[Excerpts of location labeling data]
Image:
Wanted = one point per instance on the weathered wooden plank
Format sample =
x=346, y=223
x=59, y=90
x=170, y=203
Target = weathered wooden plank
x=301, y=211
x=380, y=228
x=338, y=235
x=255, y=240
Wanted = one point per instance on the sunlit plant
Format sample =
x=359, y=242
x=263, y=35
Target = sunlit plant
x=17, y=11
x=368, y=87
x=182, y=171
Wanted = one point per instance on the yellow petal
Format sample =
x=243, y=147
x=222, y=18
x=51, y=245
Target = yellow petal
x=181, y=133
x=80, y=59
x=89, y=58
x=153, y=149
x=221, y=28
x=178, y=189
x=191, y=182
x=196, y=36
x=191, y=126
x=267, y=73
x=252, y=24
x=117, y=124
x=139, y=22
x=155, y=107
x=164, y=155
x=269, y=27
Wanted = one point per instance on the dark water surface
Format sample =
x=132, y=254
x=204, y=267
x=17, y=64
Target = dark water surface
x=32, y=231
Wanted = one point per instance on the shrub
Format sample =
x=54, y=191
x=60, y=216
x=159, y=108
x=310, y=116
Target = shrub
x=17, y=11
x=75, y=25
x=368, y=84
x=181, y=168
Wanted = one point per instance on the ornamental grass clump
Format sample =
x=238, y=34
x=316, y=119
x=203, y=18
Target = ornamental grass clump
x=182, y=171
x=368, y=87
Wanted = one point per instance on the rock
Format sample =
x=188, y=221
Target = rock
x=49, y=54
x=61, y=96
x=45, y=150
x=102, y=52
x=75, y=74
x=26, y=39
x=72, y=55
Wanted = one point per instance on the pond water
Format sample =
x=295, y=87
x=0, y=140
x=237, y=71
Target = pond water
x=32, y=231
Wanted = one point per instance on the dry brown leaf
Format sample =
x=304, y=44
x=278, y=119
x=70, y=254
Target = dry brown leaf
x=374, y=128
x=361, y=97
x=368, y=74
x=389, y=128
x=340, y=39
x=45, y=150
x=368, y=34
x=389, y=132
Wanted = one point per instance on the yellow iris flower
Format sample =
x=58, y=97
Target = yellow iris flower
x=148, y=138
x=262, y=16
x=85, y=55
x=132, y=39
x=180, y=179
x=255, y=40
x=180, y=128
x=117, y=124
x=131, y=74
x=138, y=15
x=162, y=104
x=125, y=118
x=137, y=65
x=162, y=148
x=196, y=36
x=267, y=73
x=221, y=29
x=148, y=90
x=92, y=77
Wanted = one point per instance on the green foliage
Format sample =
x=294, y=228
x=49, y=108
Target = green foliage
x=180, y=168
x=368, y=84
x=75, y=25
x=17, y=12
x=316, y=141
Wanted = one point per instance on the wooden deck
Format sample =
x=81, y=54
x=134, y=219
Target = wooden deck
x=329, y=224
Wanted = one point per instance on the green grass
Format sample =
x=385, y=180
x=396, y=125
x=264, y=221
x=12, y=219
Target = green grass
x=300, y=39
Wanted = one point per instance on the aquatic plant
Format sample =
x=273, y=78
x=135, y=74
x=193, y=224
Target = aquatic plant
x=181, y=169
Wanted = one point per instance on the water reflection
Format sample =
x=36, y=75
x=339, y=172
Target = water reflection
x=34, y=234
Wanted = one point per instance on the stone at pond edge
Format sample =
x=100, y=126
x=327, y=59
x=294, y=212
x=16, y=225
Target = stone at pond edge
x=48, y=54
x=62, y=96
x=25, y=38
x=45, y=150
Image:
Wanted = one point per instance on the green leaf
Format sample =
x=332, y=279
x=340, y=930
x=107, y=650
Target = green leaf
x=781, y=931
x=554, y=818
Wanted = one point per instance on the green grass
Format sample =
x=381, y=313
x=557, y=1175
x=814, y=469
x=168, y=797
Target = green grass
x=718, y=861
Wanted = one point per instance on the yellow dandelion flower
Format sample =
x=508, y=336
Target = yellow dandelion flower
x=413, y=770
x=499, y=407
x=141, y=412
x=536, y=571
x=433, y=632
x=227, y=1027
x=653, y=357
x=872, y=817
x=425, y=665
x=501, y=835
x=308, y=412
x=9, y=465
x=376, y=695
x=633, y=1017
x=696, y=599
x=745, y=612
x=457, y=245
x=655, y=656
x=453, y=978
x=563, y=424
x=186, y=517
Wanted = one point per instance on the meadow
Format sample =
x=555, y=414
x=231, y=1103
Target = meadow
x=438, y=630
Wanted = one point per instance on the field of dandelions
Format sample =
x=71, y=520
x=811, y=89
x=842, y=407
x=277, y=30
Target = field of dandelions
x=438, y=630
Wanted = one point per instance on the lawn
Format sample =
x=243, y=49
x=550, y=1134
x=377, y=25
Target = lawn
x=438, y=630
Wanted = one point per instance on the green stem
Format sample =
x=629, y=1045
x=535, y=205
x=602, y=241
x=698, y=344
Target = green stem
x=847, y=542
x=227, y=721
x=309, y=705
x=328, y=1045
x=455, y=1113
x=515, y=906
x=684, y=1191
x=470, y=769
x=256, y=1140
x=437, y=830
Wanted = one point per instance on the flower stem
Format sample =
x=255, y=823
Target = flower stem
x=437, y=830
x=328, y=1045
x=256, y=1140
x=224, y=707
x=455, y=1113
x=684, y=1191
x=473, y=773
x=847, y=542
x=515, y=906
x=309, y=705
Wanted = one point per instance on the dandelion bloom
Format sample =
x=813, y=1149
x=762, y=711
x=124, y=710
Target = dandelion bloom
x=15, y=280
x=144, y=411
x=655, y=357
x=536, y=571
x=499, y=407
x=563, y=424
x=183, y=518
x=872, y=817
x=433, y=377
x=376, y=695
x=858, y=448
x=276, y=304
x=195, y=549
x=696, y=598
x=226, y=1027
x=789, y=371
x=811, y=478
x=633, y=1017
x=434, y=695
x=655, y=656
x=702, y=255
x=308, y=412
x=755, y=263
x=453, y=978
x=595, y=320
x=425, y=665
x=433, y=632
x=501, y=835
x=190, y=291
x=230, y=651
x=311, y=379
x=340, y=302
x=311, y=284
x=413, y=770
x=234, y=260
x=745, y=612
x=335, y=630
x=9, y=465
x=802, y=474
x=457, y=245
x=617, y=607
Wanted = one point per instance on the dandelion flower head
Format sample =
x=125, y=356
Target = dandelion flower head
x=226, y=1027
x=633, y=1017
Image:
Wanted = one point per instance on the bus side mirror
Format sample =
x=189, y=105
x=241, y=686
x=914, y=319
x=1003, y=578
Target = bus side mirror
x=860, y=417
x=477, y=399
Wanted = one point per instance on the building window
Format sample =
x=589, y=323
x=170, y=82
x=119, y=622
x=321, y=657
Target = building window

- **What the exercise asks**
Reproduce every one of the items above without any alteration.

- **Worked solution**
Image:
Wanted = one point per instance on the weathered wooden plank
Format sample =
x=346, y=223
x=59, y=90
x=170, y=203
Target = weathered wooden plank
x=301, y=211
x=380, y=228
x=338, y=235
x=255, y=240
Wanted = one point per instance on the sunlit plant
Format sample =
x=359, y=242
x=263, y=35
Target = sunlit plant
x=17, y=11
x=368, y=87
x=182, y=171
Wanted = one point per instance on the yellow petal
Format sample =
x=243, y=147
x=222, y=18
x=51, y=245
Target = yellow petal
x=181, y=133
x=80, y=59
x=89, y=58
x=153, y=149
x=221, y=28
x=178, y=189
x=191, y=182
x=196, y=36
x=191, y=126
x=267, y=73
x=252, y=24
x=117, y=124
x=139, y=22
x=155, y=107
x=164, y=155
x=269, y=27
Wanted = one point per instance on the dark water surface
Format sample =
x=132, y=254
x=204, y=267
x=17, y=64
Target = dark water surface
x=32, y=231
Wanted = one point per instance on the shrub
Format sample =
x=54, y=191
x=60, y=216
x=159, y=108
x=310, y=116
Target = shrub
x=17, y=11
x=75, y=25
x=368, y=84
x=181, y=168
Wanted = one point per instance on the ornamental grass clump
Format sample =
x=238, y=34
x=316, y=119
x=203, y=18
Target = ornamental grass clump
x=182, y=171
x=368, y=87
Wanted = one point per instance on the rock
Format sample =
x=188, y=221
Target = rock
x=49, y=54
x=61, y=96
x=45, y=150
x=102, y=52
x=75, y=74
x=26, y=39
x=72, y=55
Wanted = one point per instance on the pond water
Format sample =
x=295, y=87
x=0, y=140
x=237, y=71
Target = pond water
x=32, y=231
Wanted = one point per instance on the dry brown leaf
Format sample =
x=304, y=44
x=278, y=119
x=70, y=254
Target = dry brown leaf
x=374, y=128
x=361, y=97
x=368, y=74
x=389, y=128
x=340, y=39
x=45, y=150
x=368, y=34
x=389, y=132
Wanted = one point per instance on the yellow iris flower
Format sample =
x=58, y=97
Target = yellow iris flower
x=148, y=138
x=262, y=16
x=85, y=55
x=132, y=39
x=180, y=179
x=255, y=40
x=180, y=128
x=117, y=124
x=131, y=74
x=138, y=15
x=162, y=104
x=125, y=118
x=137, y=65
x=162, y=148
x=196, y=36
x=267, y=73
x=221, y=29
x=148, y=90
x=92, y=77
Wanted = one point per instance on the green foliage
Format sample =
x=294, y=228
x=49, y=108
Target = green foliage
x=180, y=168
x=368, y=84
x=75, y=25
x=17, y=12
x=316, y=141
Wanted = one point per instance on the wooden deck
Format sample =
x=81, y=54
x=134, y=219
Target = wooden deck
x=329, y=224
Wanted = one point per instance on the green grass
Format sample =
x=385, y=180
x=396, y=125
x=264, y=221
x=12, y=219
Target = green grass
x=300, y=39
Wanted = one point per instance on the aquatic plant
Format sample =
x=273, y=78
x=135, y=74
x=193, y=224
Target = aquatic plant
x=181, y=169
Wanted = one point per instance on the water reflection
Format sample =
x=36, y=75
x=339, y=172
Target = water reflection
x=34, y=234
Wanted = one point per instance on the stone at pond edge
Format sample =
x=100, y=126
x=327, y=59
x=294, y=212
x=16, y=225
Target = stone at pond edge
x=48, y=54
x=62, y=96
x=25, y=38
x=45, y=150
Image:
Wanted = one point per instance on the green leaf
Format sample =
x=332, y=279
x=340, y=930
x=107, y=650
Target = green leaf
x=781, y=931
x=554, y=818
Wanted = one point per instance on the green grass
Format sample =
x=381, y=313
x=557, y=1175
x=814, y=469
x=168, y=797
Target = green grass
x=718, y=861
Wanted = one point per instance on the yellow dandelion flower
Format sample =
x=508, y=336
Target = yellow dandelion flower
x=413, y=770
x=499, y=407
x=141, y=412
x=536, y=571
x=433, y=632
x=227, y=1027
x=653, y=357
x=872, y=817
x=425, y=665
x=501, y=835
x=308, y=412
x=9, y=465
x=376, y=695
x=633, y=1017
x=696, y=599
x=745, y=612
x=457, y=245
x=655, y=656
x=453, y=978
x=563, y=424
x=186, y=517
Wanted = one point per instance on the meadow
Format sample =
x=555, y=414
x=231, y=1103
Target = meadow
x=438, y=630
Wanted = one point per instance on the field of dandelions
Format sample =
x=71, y=520
x=811, y=89
x=842, y=407
x=277, y=30
Target = field of dandelions
x=438, y=630
Wanted = one point per instance on the lawn
Format sample =
x=243, y=49
x=550, y=1134
x=377, y=25
Target = lawn
x=438, y=630
Wanted = one point per instance on the green stem
Format sample =
x=629, y=1045
x=535, y=205
x=602, y=241
x=698, y=344
Target = green stem
x=847, y=542
x=227, y=721
x=309, y=705
x=328, y=1045
x=455, y=1113
x=515, y=906
x=684, y=1191
x=470, y=769
x=256, y=1140
x=437, y=830
Wanted = one point per instance on the flower stem
Format sample =
x=255, y=823
Target = flower stem
x=437, y=830
x=328, y=1045
x=256, y=1140
x=224, y=707
x=455, y=1113
x=684, y=1191
x=473, y=773
x=847, y=542
x=515, y=906
x=309, y=705
Wanted = one point per instance on the dandelion bloom
Format sample =
x=813, y=1149
x=762, y=711
x=124, y=710
Target = dandelion bloom
x=15, y=280
x=144, y=411
x=655, y=357
x=536, y=571
x=499, y=407
x=563, y=424
x=183, y=518
x=872, y=817
x=433, y=377
x=376, y=695
x=858, y=448
x=276, y=304
x=195, y=549
x=696, y=598
x=226, y=1027
x=789, y=371
x=811, y=478
x=633, y=1017
x=434, y=695
x=655, y=656
x=702, y=255
x=308, y=412
x=755, y=263
x=453, y=978
x=595, y=320
x=425, y=665
x=433, y=632
x=501, y=835
x=190, y=291
x=230, y=651
x=311, y=379
x=340, y=302
x=311, y=284
x=413, y=770
x=234, y=260
x=745, y=612
x=335, y=630
x=9, y=465
x=802, y=474
x=457, y=245
x=617, y=607
Wanted = one point per instance on the dandelion flower head
Format sample =
x=125, y=356
Target = dandelion flower head
x=226, y=1027
x=633, y=1017
Image:
Wanted = one point per instance on the bus side mirror
Format sample =
x=189, y=105
x=241, y=686
x=914, y=319
x=1003, y=578
Target = bus side mirror
x=860, y=417
x=477, y=399
Wanted = one point per instance on the building window
Format sample =
x=589, y=323
x=170, y=82
x=119, y=622
x=321, y=657
Target = building window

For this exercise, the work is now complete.